What is expected:
Please state the length of Cynthia Lyda's prison sentence according to the article below about her care at Carswell.

She is also just 39 years old.
Nicole Denison, a registered nurse and medical educator from Lakehills near San Antonio, is describing her friend Cynthia Lyda, a prisoner-patient at the Carswell Federal Medical Center for women, in a letter to U.S. Rep. Charlie Gonzales of San Antonio. Denison is asking him to intervene to save her friend’s life – and adding her voice to a rising chorus calling for a federal investigation into Carswell’s questionable medical practices.
Lyda suffers from irreversible brain damage following a two-hour seizure last year that former Carswell doctor Roger Guthrie has charged was ignored by another prison doc who believed she was faking. (“Taking the Cuffs Off At Carswell,” May 24, 2006.) A spokesperson for Gonzales said that, based on Denison’s letter and the Fort Worth Weekly article that featured Lyda’s case, a staffer “will be assigned soon … to look into the charges.”
Any reforms will come too late for Lyda. Denison and Guthrie both say her 10-year sentence for injury to a child – a charge that is also a subject of questions – has turned into “institutional care for the rest of her life.”

Supplied material:

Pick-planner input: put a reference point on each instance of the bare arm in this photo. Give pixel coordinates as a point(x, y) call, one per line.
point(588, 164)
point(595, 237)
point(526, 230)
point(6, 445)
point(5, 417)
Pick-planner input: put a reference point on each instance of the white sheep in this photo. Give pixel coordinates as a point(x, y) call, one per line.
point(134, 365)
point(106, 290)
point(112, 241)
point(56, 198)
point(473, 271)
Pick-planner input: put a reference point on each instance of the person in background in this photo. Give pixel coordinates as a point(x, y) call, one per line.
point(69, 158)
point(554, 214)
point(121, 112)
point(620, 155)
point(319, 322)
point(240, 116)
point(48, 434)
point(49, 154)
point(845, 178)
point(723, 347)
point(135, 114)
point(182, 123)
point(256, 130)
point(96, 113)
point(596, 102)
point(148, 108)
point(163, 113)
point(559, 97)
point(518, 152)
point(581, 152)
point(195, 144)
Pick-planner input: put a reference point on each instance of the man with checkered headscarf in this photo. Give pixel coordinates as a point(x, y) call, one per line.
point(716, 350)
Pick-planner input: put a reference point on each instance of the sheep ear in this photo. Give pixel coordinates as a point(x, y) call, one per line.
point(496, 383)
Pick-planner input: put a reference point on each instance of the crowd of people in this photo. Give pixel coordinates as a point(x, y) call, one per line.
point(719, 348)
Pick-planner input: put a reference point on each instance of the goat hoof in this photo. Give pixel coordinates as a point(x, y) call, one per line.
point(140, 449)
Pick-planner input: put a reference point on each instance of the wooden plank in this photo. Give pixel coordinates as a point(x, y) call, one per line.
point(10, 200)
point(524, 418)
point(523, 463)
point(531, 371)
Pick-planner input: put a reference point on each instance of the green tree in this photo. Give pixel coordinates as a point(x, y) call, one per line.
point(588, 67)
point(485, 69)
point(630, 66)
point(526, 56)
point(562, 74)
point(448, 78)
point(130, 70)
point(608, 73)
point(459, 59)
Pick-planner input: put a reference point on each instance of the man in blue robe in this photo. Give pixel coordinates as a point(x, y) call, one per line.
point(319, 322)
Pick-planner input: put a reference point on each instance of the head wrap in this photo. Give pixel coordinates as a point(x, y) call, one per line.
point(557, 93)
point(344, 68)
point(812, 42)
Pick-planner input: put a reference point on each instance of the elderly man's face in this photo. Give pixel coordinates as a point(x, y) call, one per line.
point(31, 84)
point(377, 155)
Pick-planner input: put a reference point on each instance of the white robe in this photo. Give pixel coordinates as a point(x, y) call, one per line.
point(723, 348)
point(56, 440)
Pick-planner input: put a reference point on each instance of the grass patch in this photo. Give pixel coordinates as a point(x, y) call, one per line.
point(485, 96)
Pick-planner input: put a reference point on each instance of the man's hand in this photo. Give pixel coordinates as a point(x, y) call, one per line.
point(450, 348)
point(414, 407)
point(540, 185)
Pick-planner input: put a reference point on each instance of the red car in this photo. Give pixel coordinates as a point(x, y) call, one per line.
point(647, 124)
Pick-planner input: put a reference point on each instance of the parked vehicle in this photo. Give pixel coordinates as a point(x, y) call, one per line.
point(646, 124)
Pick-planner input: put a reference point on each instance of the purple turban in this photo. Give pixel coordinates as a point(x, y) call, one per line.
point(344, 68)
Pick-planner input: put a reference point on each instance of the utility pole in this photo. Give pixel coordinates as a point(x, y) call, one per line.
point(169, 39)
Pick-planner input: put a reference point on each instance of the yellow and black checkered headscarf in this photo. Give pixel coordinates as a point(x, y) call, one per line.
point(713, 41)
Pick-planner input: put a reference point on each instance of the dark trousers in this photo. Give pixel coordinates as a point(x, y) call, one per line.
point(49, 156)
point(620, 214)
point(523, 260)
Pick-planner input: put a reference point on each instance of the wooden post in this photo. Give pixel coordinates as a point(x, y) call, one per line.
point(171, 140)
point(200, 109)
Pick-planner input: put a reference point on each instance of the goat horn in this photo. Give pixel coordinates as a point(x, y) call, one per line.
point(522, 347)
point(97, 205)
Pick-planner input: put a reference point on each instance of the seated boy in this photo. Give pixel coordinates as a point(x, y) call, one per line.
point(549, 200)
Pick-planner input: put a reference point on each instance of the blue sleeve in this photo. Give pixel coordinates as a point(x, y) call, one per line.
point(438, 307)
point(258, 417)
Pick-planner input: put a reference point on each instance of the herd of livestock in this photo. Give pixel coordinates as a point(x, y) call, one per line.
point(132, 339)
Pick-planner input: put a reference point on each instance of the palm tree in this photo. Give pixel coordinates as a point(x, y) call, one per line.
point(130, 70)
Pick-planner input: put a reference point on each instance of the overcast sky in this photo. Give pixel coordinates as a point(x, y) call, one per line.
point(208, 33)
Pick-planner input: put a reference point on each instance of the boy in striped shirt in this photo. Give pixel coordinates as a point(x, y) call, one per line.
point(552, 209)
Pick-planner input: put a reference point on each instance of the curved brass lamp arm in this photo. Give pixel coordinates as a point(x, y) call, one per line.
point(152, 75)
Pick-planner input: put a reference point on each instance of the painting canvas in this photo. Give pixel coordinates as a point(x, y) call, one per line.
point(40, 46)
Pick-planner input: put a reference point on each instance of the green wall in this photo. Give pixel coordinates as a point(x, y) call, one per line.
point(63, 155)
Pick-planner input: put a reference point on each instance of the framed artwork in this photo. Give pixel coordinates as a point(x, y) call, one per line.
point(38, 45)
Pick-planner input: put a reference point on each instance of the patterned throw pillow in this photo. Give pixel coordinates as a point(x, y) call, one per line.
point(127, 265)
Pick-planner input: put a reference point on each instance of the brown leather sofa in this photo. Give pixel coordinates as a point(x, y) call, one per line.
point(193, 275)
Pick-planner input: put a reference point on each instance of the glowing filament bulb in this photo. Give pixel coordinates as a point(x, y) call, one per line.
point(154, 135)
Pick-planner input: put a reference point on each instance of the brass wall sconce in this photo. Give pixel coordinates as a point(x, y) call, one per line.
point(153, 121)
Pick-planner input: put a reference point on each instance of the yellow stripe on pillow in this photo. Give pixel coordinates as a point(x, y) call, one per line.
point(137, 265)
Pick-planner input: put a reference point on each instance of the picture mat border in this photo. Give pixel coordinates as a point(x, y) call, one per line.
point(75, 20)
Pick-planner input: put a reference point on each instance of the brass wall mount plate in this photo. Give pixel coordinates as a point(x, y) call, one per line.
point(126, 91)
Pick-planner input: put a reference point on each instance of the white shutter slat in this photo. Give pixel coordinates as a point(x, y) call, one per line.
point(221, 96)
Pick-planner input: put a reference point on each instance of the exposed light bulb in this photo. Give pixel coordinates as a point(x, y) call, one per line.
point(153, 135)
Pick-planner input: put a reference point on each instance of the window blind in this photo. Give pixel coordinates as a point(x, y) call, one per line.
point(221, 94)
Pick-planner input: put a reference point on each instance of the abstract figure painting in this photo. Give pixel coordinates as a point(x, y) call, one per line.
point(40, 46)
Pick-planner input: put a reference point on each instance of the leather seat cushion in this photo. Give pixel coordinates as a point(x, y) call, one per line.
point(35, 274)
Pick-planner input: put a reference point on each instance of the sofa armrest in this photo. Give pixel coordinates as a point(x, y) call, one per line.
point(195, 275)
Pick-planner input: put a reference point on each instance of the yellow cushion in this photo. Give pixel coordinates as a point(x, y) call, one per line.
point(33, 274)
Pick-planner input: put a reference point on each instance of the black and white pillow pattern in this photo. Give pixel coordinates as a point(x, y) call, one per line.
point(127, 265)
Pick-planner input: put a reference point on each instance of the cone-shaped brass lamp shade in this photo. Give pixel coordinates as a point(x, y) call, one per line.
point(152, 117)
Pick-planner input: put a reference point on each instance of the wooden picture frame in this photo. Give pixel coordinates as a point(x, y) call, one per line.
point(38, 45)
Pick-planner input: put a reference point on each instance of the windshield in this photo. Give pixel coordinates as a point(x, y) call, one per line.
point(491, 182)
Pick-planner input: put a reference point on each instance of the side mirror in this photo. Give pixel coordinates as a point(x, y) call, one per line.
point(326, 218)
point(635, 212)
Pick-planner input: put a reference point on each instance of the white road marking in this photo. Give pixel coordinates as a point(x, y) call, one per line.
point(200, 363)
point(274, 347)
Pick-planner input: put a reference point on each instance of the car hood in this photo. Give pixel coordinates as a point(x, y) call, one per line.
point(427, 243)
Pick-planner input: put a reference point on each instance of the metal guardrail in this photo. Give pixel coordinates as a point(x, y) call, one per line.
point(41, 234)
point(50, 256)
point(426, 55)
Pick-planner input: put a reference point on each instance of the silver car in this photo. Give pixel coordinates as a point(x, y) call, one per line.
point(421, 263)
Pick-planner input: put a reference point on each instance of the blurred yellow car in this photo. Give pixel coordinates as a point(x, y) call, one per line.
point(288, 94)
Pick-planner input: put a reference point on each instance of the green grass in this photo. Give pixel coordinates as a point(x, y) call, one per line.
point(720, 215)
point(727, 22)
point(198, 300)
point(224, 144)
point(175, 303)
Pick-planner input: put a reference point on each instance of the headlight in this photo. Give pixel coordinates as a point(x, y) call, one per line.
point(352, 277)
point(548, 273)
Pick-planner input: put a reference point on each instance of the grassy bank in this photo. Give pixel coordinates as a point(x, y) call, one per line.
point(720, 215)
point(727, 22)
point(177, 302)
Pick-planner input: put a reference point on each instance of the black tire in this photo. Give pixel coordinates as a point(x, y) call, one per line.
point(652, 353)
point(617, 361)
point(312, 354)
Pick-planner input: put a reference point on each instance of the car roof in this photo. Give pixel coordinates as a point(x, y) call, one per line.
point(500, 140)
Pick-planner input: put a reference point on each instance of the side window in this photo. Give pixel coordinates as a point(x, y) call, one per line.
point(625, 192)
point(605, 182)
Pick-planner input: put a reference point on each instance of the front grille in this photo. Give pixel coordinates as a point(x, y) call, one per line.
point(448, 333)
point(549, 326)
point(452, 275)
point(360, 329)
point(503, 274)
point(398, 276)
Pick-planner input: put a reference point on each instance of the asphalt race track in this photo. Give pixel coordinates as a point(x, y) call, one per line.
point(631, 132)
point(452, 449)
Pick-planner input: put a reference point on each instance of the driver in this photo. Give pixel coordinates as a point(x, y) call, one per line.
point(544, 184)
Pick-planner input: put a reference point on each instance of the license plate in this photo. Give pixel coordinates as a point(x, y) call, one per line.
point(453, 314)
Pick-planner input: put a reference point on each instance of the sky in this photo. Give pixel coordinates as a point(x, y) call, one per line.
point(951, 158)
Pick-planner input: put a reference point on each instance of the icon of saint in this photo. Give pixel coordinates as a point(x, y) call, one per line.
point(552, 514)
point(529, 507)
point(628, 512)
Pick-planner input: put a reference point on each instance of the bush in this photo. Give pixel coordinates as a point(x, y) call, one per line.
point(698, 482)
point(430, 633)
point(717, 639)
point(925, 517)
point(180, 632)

Solution below:
Ten years